Top of RECORD EXTRACTS

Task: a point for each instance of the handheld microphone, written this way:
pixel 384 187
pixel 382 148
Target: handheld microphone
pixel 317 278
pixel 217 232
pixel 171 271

Bottom of RECORD EXTRACTS

→ GOAL OF THE EXERCISE: Using the data above, reproduce every line exactly.

→ RESULT BELOW:
Task: a point for each instance of the handheld microphone, written this way:
pixel 384 187
pixel 382 148
Target: handheld microphone
pixel 317 278
pixel 217 232
pixel 171 271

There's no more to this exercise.